**What to produce:**
Rewrite the stretch from the line containing "tower visible */" through the line containing "[222,164,250,197]", replacing "shirt cuff" with "sleeve cuff" and keeping everything else the same.

**Records for processing:**
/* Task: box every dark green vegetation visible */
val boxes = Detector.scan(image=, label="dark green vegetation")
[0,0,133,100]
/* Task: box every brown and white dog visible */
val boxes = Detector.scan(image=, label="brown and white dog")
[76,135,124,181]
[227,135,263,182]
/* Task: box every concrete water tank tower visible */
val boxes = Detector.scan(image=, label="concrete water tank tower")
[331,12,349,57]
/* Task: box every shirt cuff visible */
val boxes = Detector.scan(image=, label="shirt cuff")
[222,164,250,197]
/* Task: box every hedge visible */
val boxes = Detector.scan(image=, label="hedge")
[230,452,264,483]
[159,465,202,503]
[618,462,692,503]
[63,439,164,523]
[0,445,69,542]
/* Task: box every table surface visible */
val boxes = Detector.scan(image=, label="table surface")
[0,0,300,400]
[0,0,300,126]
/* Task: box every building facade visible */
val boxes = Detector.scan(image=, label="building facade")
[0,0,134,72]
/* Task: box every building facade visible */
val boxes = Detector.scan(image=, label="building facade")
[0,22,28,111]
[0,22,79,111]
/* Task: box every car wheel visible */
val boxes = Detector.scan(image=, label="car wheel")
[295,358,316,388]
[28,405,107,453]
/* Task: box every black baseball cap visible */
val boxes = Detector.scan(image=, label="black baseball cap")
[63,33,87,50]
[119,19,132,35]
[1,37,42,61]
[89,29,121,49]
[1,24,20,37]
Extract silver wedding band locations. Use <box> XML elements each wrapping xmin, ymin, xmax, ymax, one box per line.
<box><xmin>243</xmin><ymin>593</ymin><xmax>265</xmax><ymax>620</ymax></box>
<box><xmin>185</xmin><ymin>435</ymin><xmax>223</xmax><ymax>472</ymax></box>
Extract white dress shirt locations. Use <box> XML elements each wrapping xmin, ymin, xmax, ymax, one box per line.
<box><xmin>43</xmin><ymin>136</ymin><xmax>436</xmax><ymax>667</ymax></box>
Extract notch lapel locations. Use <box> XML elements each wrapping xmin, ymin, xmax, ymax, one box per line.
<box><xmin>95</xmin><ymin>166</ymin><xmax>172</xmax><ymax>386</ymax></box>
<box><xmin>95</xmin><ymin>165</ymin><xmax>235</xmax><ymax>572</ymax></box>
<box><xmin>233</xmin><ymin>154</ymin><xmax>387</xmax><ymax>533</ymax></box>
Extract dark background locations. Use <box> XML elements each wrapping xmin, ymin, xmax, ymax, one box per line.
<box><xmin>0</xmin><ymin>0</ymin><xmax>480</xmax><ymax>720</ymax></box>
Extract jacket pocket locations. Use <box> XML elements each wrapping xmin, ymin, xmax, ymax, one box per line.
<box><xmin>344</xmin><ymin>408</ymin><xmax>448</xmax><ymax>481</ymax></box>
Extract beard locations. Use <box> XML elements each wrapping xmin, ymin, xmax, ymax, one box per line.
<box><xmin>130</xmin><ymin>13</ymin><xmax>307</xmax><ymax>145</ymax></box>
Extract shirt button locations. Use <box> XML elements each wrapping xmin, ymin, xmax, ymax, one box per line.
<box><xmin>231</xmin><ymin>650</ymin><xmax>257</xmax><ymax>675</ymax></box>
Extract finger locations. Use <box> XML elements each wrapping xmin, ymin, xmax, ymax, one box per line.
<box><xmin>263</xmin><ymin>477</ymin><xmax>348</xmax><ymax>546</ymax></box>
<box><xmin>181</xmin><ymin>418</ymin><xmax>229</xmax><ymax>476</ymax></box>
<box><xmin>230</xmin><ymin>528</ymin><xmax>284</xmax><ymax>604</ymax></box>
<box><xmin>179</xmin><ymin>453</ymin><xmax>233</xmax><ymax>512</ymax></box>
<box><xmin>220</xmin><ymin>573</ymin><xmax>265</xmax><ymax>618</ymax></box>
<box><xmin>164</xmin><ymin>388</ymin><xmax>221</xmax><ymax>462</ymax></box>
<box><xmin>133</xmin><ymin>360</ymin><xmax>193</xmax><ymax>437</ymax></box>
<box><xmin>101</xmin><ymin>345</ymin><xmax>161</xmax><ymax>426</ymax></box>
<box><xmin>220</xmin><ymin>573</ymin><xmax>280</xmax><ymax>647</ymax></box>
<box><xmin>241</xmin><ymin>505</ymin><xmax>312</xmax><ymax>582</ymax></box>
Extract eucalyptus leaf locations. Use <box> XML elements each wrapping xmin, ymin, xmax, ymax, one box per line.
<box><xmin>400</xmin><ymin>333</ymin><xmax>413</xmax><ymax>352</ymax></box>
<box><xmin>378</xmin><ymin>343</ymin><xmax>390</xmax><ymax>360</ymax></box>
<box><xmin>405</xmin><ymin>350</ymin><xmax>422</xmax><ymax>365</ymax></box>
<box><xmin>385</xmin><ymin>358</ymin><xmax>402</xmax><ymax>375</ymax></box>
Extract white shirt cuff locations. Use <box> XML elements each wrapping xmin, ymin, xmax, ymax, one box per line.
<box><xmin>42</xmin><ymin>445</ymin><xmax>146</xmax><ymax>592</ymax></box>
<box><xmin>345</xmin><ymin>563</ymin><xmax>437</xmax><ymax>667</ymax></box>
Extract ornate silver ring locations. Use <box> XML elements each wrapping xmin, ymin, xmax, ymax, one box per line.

**Answer below:**
/* Task: box every concrete water tank tower visible */
val boxes = Detector.scan(image=, label="concrete water tank tower")
[331,12,349,57]
/* Task: box every sleeve cuff visible */
val boxes = Detector.scan(image=, label="sleeve cuff")
[222,164,250,197]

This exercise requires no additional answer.